USING THE INFORMATION
**1)** In the column on Zeme Libre and the return of live music, who plays the flute line on "The Initiative"?
**2)** Can you carry the column on Zeme Libre and the return of live music forward from its final line?

──────── SOURCE EXTRACT ────────

You drive in, find your square, boogie down to “Uncle John’s Band,” and drive out. 

As more traditional venues open back up, will people continue to seek out similar places that got creative? Or will things shake out back to the way they were, as Aura and Portland House of Music & Events and other clubs get back to indoor shows?

It’s hard not to think people will prefer the outdoors, as long as it’s an option, and may even gravitate to smaller, controlled environments, like what Unearthed Productions is putting together at 1292 Harpswell Neck Road in Harpswell: a slew of bands playing from 2-11 p.m. The crowd is manageable, there’s attention to sanitation stations and the like, and you can ease back into the live music experience, mingling, but with fewer variables. 

For their June 12 Strawberry Moon Music For Meals “Feeding Spirit Through Song” Garden Party (yes, it’s a mouthful), that slew of bands includes Zeme Libre, the sort of band that may very well surge to popularity as live music fans rush back to find something – anything – that gets them moving. 

Smartly, Zeme Libre has prepped folks with a four-song (plus acoustic alternate of the single) EP in “Forever, Waiting” that’s artfully designed for post-pandemic times, bouncy and danceable, but with just the right amount of restraint in not rushing back to devil-may-care. While previous releases have been more playful, sometimes even goofy affairs, this is a clear-eyed collection that delivers reggae upbeat and Latin ass-shaking alongside a good, solid bit of introspection. 

“The Initiative” is the single and standout, and it speaks immediately to the hesitancy many may feel in getting back into party-hearty society: “Well, I’m frightened by the beginning,” sings frontman Andrew Yankowsky in his crisp diction, “frightened by all they have done.”

Fear is a natural emotion on the back end of a pandemic, but a melodic flute line like David Butts delivers can be a strong invitation to return to the way things used to be. Andy Porta’s cymbals crash and splash, creating with his brushes on the snare a motion like water flowing in a rush to escape a dammed condition. 

By the finish, on the back of Tim Washburn’s electric guitar solo, Yankowsky is “shifting into overdrive.” 

How many of us will quickly hit cruising speed? How many won’t go zero to 60 quite as fast? 

Sam Pfeifle can be reached at

June 18 at Aura in Portland: Love By Numb3rs with Sara Hallie Richardson and Amarantos Quartet.

──────── PROVIDED INFORMATION ────────

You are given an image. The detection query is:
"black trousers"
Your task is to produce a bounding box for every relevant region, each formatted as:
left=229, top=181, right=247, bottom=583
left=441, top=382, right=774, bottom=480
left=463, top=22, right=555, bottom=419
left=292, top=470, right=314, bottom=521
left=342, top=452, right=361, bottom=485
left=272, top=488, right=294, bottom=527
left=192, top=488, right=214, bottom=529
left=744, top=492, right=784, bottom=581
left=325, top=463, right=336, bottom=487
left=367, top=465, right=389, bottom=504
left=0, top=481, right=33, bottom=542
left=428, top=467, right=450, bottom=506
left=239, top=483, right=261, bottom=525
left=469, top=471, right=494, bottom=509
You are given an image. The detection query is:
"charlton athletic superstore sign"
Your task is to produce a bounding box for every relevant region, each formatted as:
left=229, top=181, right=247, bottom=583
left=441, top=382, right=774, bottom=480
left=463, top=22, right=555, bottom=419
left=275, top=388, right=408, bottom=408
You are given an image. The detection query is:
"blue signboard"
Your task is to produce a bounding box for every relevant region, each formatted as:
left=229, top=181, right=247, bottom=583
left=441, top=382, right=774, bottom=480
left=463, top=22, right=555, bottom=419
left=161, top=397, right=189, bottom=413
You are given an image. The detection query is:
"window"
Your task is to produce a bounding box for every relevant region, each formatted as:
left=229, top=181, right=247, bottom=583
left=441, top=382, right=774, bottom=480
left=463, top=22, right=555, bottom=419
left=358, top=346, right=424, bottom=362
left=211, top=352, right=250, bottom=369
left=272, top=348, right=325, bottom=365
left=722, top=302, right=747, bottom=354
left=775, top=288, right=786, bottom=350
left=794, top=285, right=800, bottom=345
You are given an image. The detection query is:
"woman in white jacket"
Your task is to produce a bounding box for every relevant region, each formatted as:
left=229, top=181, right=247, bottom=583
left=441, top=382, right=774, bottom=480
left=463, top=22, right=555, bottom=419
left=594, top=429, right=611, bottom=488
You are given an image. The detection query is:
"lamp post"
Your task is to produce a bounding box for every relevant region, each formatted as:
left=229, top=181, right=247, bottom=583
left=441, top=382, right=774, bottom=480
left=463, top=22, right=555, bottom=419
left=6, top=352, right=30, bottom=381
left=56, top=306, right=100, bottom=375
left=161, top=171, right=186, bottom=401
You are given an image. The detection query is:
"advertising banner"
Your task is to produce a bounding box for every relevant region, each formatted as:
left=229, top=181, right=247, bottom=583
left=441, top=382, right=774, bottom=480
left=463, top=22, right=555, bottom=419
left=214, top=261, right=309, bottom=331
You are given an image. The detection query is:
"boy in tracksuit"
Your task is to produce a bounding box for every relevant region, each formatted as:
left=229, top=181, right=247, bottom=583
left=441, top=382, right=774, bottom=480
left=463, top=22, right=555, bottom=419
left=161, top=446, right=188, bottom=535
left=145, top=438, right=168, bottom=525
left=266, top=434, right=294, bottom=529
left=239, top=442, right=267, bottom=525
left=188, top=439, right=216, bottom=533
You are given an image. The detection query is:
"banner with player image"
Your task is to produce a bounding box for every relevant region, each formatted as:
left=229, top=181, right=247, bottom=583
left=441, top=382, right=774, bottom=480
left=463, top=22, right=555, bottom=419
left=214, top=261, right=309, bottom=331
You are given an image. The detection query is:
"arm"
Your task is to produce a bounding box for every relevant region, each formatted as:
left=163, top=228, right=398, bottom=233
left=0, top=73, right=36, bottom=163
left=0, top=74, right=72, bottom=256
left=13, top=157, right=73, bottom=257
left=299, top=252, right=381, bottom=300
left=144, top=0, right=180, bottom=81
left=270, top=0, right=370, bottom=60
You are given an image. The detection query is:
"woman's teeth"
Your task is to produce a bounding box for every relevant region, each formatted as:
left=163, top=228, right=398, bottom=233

────────

EXPECTED RESULTS
**1)** David Butts

**2)**
5 shows to put on the calendar

• May 28: Ragged Jack at Porthole, Portland. It’s a local rockabilly band. Whatever. It’s Memorial Day Weekend, the summer is begging to get started, and there are few places it’s better to be than on the Porthole’s back deck. It’s time to get back out there.

• June 18: Love by Numb3rs at Aura, Portland. Aura returns to action with a band that didn’t exist before the pandemic and which just played their first full-fledged live gig last weekend up in Farmington at the Narrow Gauge outdoor venue. Joined by Sara Hallie Richardson and the Amarantos Quartet, there’s plenty of musicianship to listen for here and emotions will be on 10. 

• July 23: Spirit of the South Tour at Rock Row Pavilion, Westbrook. With Blackberry Smoke, the Allman Betts Band, and a host of other southern rock all-stars, it’s hard not to see this as a heck of a good time with the sun beating down and guitars wailing from every corner of the stage. Make sure to check out the Allman Brothers Band Big House Museum Experience; it’s a trailer full of memorabilia that hardcore fans will dig. 

• Aug. 7: The New Motif at Portland House of Music & Events. This a great band to dive back into PHOME with, a full-on jam outfit with more than a little Phish to their arrangements and something easy to enjoy even if you’ve never heard a note from them before. 

• Aug. 25: Wilco & Sleater-Kinney at Thompson’s Point, Portland. From the Asylum to the State Theatre to the Maine State Pier, Wilco has rocked Portland via any number of stages. But to bring Sleater-Kinney along with them? This is a Gen X dream come true. S-K has a new single out, “Worry With You,” that’s cleaner and poppier than their old stuff, and more accessible, but they’re still not exactly dad rock.